* [Pasaje seleccionado]:
───

Por RYAN SABALOW The Sacramento Bee
SACRAMENTO, California
Agencia (AP)
En el invierno de 2009, mi esposa y yo encontramos una casa que parecía ideal para empezar una familia: Tenía tres dormitorios en un barrio rodeado de arbustos secos en las afueras de la ciudad de Redding.
Yo había cubierto incendios forestales para el diario Record Searchlight durante tres años. Había visto incendio tras incendio durante los abrasadores veranos del condado de Shasta en el chaparral que domina el paisaje.
En el 2008, un rayo armó un fuego que quemó más de 35 mil hectáreas en la zona, forzando la evacuación de decenas de familias. Yo estuve parado en ese mismo sitio donde ahora quería vivir mientras los residentes observaban el humo que surgía del otro lado del cañón del río Sacramento. El fuego no cruzó el río en esa oportunidad.
Mientras mi esposa, Cara, y yo recorríamos el barrio, le dije: “Un fuego va a destruir este barrio algún día”.
De todos modos compramos la casa.
Las calles tranquilas, los senderos para correr y la pesca a escasos minutos de distancia en el lago Shasta justificaban el riesgo.
Tan californiano todo.
Si hay una constante en la historia de California es que a menudo ignoramos los enormes riesgos que implica vivir en este estado tan grande y hermoso: Los terremotos, los deslaves, los incendios forestales, las inundaciones, las sequías y, sí, hasta los volcanes.
Ha sido así desde nuestra fundación.
No importa cuántos miles de millones de dólares gastemos en diques y represas, es todo cuestión de tiempo.
“Habrá inundaciones algún día”, me dijo Jeffrey Mount, experto del Instituto de Políticas Públicas de California, hace dos lluviosos inviernos tras el huracán Harvey. “Siempre habrá algún evento enorme, que nos rebase”.

───

* [Sección de datos]:

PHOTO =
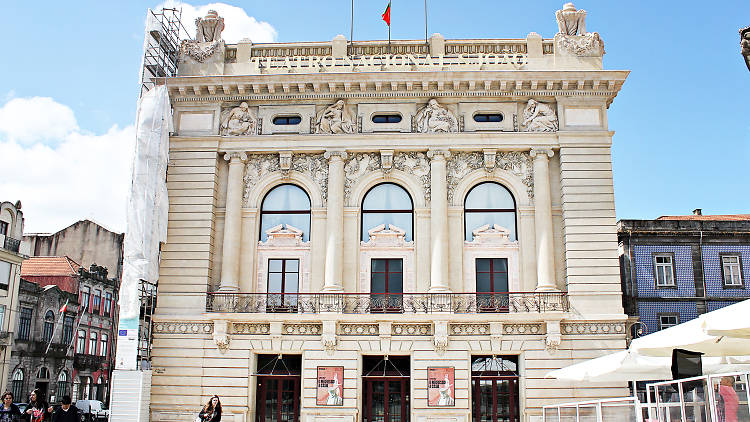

───

* [Lista de tareas]:
**1.** Reproduce sin cambios el fragmento del texto sobre los riesgos de vivir en California que empieza en "Tan californiano todo." y termina en "hasta los volcanes.".
**2.** Prosigue el texto sobre los riesgos de vivir en California a partir de su última frase.
El material es independiente y no forma parte del texto sobre los riesgos de vivir en California.

* [Resultados por tarea]:
**1.**
Tan californiano todo.
Si hay una constante en la historia de California es que a menudo ignoramos los enormes riesgos que implica vivir en este estado tan grande y hermoso: Los terremotos, los deslaves, los incendios forestales, las inundaciones, las sequías y, sí, hasta los volcanes.

**2.**
Medio millón de residentes de Sacramento viven su vida sin pensar demasiado en todo esto.
Pasé mi infancia en Mount Shasta, una pequeña comunidad de montaña cerca de la frontera con Oregon. La ciudad lleva el nombre de un gran volcán activo del lugar. Cuando el Shasta haga erupción, lo que es inevitable, la lava, todo lo que arrastre, la ceniza y el vapor y los gases hirvientes podrían borrar mi barrio del mapa.
Pero, seamos serios, qué lindo lugar para pasar tu infancia.
Cuando era pequeño, recorría en bicicleta los prados cerca de mi casa. Me pasaba horas pescando, descalzo, con el agua hasta las rodillas en arroyos helados porque fluye la nieve derretida que caía de las montañas.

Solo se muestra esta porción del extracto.